*TEXTO SELECIONADO*.

Back to Article
lista5.ipynb
Download Notebook

Instalar optuna no Colab (único módulo dos que não usarei que não está pré instalado)

In [2]:
!pip install optuna

Importando módulos

In [2]:
from google.colab import drive
import os
import glob
import random
import numpy as np
from PIL import Image
from tqdm import tqdm

import pandas as pd

import torch
import torch.nn as nn
import torch.optim as optim
from torch.utils.data import Dataset, DataLoader, WeightedRandomSampler
import torchvision.transforms as T
import torchvision.models as models

from sklearn.model_selection import train_test_split
from sklearn.metrics import f1_score, precision_score, recall_score, confusion_matrix

import optuna

Criando conexão com o meu drive, onde subi as imagens

In [3]:
drive.mount('/content/drive')
Mounted at /content/drive

Definindo o caminho (remoto) dos dados

In [4]:
ROOT = '/content/drive/MyDrive/colab_data/rna1/lista5/Treino'

Definindo questões operacionais: Modo fast debug para rodar rapidinho e verificar erros e problemas, desligar para rodar de verdade

fixando o tamanho da imagem para upscale - como estou usando modelos pré treinados para 224x224, a recomendação da bibliografia é (neste caso) aumentar o tamanho das imagens de 96x103 para 224x224, para garantir o correto funcionamento dos filtros kernel de imagem da forma que foram concebidos nos modelos originais.

In [5]:
FAST_DEBUG = False
if FAST_DEBUG:
    N_EPOCHS = 2
    N_TRIALS = 2
    BATCH_SIZE = 16
else:
    N_EPOCHS = 20
    N_TRIALS = 30
    BATCH_SIZE = 32

IMAGE_HEIGHT = 224
IMAGE_WIDTH  = 224

Garantindo possibilidades: rodar na GPU se possível, no processador, caso não tenha.

In [6]:
device = torch.device("cuda" if torch.cuda.is_available() else "cpu")
print("DEVICE:", device)
print("FAST_DEBUG:", FAST_DEBUG)
DEVICE: cuda
FAST_DEBUG: False

Trazer os dados para o python

In [7]:
def collect_image_files(root):
    exts = ("*.bmp", "*.BMP")
    files = []
    for e in exts:
        files.extend(glob.glob(os.path.join(root, e)))
    files = sorted(files)
    return files

all_files = collect_image_files(ROOT)
if len(all_files) == 0:
    raise RuntimeError(f"Nenhuma imagem encontrada")

Preparando os dados pré-separação em treino e validação

In [8]:
class FingerprintDataset(Dataset):
    def __init__(self, files_list, transform=None):
        self.files = list(files_list)
        self.transform = transform
        self.labels = []
        for f in self.files:
            name = os.path.basename(f)
            first = name[0].upper() if len(name) > 0 else ""
            if first == "F":
                self.labels.append(1)
            elif first == "M":
                self.labels.append(0)
            else:
                base = name.split("_")[0].upper() if "_" in name else first
                if base == "F":
                    self.labels.append(1)

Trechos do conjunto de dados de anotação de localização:
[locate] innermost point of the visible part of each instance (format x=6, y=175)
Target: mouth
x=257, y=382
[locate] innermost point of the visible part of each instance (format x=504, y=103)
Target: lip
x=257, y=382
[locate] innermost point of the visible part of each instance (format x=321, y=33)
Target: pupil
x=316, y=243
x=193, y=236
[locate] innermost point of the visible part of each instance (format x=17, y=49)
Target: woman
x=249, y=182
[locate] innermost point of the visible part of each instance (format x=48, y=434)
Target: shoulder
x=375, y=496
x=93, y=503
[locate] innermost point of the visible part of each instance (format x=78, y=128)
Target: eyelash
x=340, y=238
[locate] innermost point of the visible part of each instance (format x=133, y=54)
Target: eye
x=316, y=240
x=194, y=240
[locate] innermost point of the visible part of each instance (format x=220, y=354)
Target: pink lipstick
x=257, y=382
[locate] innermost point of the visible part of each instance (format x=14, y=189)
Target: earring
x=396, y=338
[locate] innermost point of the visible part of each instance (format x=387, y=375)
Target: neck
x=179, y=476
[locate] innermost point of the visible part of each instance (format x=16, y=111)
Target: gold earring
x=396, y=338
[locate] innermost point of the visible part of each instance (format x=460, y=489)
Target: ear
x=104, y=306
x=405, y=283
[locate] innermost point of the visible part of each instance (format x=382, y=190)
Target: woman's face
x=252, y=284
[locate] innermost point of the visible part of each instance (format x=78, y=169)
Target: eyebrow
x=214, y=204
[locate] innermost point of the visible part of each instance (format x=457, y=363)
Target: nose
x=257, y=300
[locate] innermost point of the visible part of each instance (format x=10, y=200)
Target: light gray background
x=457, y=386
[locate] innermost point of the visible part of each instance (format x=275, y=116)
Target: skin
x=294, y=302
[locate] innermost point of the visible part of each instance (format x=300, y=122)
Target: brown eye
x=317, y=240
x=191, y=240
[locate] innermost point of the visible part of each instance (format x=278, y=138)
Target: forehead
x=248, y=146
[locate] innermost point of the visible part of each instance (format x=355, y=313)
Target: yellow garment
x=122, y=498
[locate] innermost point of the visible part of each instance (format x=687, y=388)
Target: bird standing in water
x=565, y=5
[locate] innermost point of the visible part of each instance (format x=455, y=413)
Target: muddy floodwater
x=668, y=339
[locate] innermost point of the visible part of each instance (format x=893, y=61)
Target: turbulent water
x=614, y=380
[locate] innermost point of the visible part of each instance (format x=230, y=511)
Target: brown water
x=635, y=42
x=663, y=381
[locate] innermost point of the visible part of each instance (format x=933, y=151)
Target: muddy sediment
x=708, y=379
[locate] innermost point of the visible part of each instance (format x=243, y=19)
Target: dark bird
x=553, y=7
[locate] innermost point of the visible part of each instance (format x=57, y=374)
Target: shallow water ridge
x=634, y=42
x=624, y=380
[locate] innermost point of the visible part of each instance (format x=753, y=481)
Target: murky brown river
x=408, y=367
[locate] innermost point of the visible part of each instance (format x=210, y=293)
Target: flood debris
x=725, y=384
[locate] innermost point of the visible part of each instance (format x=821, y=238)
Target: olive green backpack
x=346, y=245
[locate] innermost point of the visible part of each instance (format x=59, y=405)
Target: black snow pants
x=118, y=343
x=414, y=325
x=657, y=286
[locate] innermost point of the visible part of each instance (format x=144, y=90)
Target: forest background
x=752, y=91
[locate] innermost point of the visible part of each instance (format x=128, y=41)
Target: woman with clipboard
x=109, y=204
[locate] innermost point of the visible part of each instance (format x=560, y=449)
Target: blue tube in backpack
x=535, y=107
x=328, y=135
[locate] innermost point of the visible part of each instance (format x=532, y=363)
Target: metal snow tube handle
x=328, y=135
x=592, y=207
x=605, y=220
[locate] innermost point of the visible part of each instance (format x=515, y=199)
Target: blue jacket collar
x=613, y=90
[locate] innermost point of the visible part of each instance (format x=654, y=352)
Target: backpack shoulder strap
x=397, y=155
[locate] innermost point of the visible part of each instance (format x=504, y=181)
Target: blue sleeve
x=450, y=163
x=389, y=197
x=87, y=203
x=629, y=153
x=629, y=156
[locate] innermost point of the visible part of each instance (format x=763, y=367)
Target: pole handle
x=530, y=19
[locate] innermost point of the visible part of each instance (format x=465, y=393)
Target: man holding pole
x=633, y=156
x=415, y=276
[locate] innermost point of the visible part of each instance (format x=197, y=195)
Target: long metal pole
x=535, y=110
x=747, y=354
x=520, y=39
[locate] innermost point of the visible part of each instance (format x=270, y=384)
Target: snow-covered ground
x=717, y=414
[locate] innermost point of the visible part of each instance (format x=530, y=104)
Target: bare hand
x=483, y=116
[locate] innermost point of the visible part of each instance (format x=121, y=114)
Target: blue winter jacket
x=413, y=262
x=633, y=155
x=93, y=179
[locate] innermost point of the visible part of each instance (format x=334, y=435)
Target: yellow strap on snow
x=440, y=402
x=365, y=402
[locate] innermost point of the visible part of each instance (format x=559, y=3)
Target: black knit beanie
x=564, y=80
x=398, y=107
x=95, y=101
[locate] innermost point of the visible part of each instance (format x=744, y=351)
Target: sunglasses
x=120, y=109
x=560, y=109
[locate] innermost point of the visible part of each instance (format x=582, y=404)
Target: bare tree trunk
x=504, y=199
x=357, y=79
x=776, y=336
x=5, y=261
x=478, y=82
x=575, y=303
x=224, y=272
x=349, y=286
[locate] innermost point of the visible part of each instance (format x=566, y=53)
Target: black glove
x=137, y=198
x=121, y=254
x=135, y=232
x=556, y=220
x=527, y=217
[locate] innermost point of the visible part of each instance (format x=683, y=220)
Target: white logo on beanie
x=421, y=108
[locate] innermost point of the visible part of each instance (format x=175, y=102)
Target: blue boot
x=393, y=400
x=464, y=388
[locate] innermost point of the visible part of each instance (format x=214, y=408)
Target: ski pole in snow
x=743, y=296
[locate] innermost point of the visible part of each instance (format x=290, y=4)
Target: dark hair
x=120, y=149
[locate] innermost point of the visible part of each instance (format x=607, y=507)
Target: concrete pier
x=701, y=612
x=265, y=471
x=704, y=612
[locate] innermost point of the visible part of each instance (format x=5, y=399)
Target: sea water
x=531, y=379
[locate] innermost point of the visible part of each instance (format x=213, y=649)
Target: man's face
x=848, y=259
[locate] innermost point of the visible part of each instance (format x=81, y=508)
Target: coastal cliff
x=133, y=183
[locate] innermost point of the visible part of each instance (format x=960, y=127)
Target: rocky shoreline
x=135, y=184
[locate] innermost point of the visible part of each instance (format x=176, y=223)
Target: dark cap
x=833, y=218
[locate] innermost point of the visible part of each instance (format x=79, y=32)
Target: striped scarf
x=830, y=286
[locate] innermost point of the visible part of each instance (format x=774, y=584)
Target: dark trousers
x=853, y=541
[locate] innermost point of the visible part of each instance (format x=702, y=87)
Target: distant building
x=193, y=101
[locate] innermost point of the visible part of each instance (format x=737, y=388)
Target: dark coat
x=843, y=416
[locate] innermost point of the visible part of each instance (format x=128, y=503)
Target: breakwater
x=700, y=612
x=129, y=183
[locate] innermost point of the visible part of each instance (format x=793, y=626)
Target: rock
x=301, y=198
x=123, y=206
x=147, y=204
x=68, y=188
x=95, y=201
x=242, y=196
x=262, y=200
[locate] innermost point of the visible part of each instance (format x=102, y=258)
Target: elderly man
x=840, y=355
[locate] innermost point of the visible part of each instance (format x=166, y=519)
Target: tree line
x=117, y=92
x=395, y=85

*LISTA DE TAREFAS*.
1. No notebook sobre impressões digitais, de que tamanho para que tamanho as imagens são aumentadas?
2. Redigite tudo no notebook sobre impressões digitais, de "fixando o tamanho" até "nos modelos originais.".
3. Continue o notebook sobre impressões digitais a partir do ponto em que ele para.

*RESPOSTAS EM ORDEM*.
1. De 96x103 para 224x224.

2.
fixando o tamanho da imagem para upscale - como estou usando modelos pré treinados para 224x224, a recomendação da bibliografia é (neste caso) aumentar o tamanho das imagens de 96x103 para 224x224, para garantir o correto funcionamento dos filtros kernel de imagem da forma que foram concebidos nos modelos originais.

3.
                elif base == "M":
                    self.labels.append(0)
                else:
                    raise ValueError(f"Nome de arquivo não tem F/M na frente: {name}")

    def __len__(self):
        return len(self.files)

    def __getitem__(self, idx):
        path = self.files[idx]
        img = Image.open(path)
        if self.transform:
            img = self.transform(img)
        label = self.labels[idx]
        return img, label

Criando os tensores - data augmentation sendo feito nesta etapa

obs: a normalização está sendo feita com os pesos dos modelos pré treinados, em detrimento das estatísticas dos meus dados.

In [9]:
train_tf = T.Compose([

    T.Resize((IMAGE_HEIGHT, IMAGE_WIDTH)),
    T.Grayscale(num_output_channels=3),

    T.RandomApply([T.ColorJitter(brightness=0.1, contrast=0.1)], p=0.2),
    T.RandomApply([T.GaussianBlur(kernel_size=3, sigma=(0.1, 0.5))], p=0.1),
    T.RandomHorizontalFlip(p=0.5),
    T.RandomRotation(degrees=(-3, 3)),
    T.RandomResizedCrop(size=(IMAGE_HEIGHT, IMAGE_WIDTH), scale=(0.95, 1.0)),
    T.RandomAffine(degrees=0, translate=(0.03, 0.03)),

    T.ToTensor(),
    T.Normalize(mean=[0.485, 0.456, 0.406], std=[0.229, 0.224, 0.225]),

    ])

val_tf = T.Compose([

    T.Resize((IMAGE_HEIGHT, IMAGE_WIDTH)),
    T.Grayscale(num_output_channels=3),

    T.ToTensor(),
    T.Normalize(mean=[0.485, 0.456, 0.406], std=[0.229, 0.224, 0.225]),

])

Split treino/validação (80/20)

In [10]:
labels_all = []
for f in all_files:
    name = os.path.basename(f)
    first = name[0].upper() if len(name) > 0 else ""
    if first == "F":
        labels_all.append(1)
    elif first == "M":
        labels_all.append(0)
    else:
        base = name.split("_")[0].upper() if "_" in name else first
        labels_all.append(1 if base == "F" else 0)

labels_all = np.array(labels_all)

train_idx, val_idx = train_test_split(
    np.arange(len(all_files)),
    test_size=0.2,
    stratify=labels_all,
    random_state=42
)
train_files = [all_files[i] for i in train_idx]
val_files   = [all_files[i] for i in val_idx]

train_dataset = FingerprintDataset(train_files, transform=train_tf)
val_dataset   = FingerprintDataset(val_files, transform=val_tf)

Aplicando pesos para a classe com menor frequência (impressões digitais de mulheres)

In [11]:
train_labels = np.array(train_dataset.labels)
class_counts = np.bincount(train_labels)

class_weights = 1.0 / (class_counts)
sample_weights = class_weights[train_labels]

sampler = WeightedRandomSampler(
    weights=sample_weights.tolist(),
    num_samples=len(sample_weights),
    replacement=True
)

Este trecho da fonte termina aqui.